PROVIDED PASSAGE.

=== Section Start ===

Altitude Baking Adjuster
Adjust sugar, flour, liquid, baking powder, and oven temperature for high-altitude baking.
Results
Visualization
How It Works
At high altitudes, lower air pressure causes baked goods to rise faster and higher, then collapse. Water also evaporates faster and boils at a lower temperature. These adjustments compensate by strengthening the batter structure and slowing the rise.
The Formula
Adjustments scale linearly from 3,000 feet (minimal) to 7,000+ feet (maximum). Per cup of sugar: reduce 1-3 tbsp. Per cup of flour: add 2-4 tbsp. Per cup of liquid: add 2-4 tbsp. Per tsp of baking powder: reduce 1/8 to 1/4 tsp. Oven: increase 15-25 F.
Variables
Altitude (feet above sea level), sugar (cups), flour (cups), liquid (cups), baking powder (tsp), oven temperature (F).

=== Section End ===

EXERCISE PROMPT.
Continue the high-altitude baking adjuster text from its last line. Nothing in the listing is needed here.

RECORD EXTRACTS.
=== Section Start ===

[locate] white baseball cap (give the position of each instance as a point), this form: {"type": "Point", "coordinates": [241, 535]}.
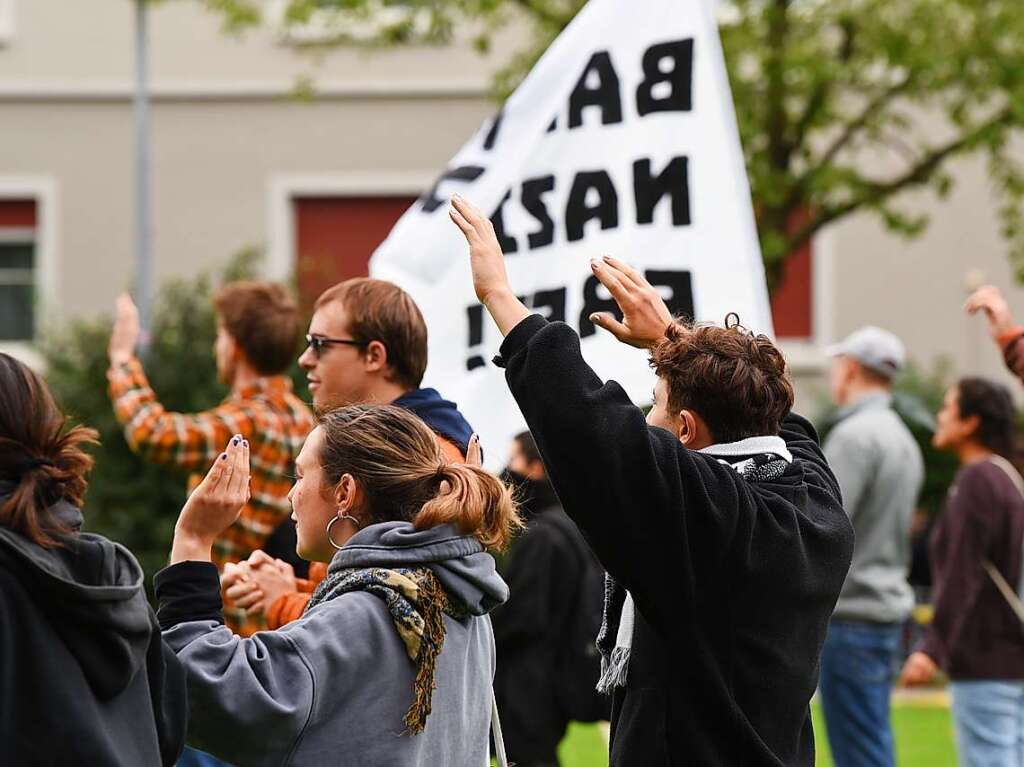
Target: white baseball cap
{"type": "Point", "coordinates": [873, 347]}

=== Section End ===
=== Section Start ===

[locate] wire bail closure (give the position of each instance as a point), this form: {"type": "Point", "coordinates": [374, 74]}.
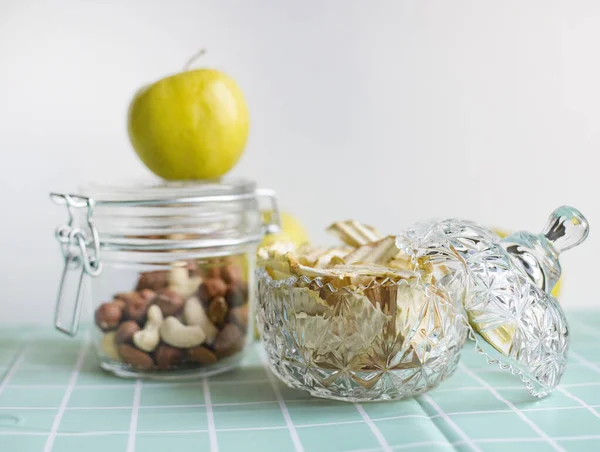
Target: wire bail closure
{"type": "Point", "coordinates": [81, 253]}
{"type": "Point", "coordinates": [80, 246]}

=== Section End ===
=== Section Start ===

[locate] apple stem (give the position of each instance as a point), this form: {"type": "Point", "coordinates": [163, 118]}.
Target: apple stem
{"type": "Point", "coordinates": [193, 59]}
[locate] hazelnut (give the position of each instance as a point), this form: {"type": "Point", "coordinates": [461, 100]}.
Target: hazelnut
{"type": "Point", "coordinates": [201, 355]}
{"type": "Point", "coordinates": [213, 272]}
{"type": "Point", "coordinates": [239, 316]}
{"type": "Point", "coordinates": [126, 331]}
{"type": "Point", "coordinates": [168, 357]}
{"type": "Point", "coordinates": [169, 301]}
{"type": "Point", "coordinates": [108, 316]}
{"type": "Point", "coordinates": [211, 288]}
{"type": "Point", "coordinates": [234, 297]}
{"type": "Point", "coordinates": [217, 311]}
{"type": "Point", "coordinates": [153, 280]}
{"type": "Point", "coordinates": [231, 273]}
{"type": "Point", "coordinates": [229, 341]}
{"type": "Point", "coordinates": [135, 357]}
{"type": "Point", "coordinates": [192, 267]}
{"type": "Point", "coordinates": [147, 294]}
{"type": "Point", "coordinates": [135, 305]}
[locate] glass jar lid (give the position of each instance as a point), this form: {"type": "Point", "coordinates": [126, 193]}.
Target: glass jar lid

=== Section End ===

RESULT OF THE EXERCISE.
Example
At 5,000 feet with a recipe calling for 1 cup sugar, 2 cups flour, 1 cup milk, 2 tsp baking powder at 350 F: reduce sugar by about 2 tbsp, add about 6 tbsp flour, add about 3 tbsp liquid, reduce baking powder by about 3/8 tsp, and bake at 370 F.
Tips
- Start with the minimum adjustment and increase if results are not right -- every oven and recipe is different.
- Greasing and flouring pans well is extra important at altitude because batters stick more.
- Use large eggs instead of medium -- the extra protein helps structure.
- Underbake slightly rather than overbake -- things dry out faster at altitude.
- Keep notes on what works for your specific altitude and recipes.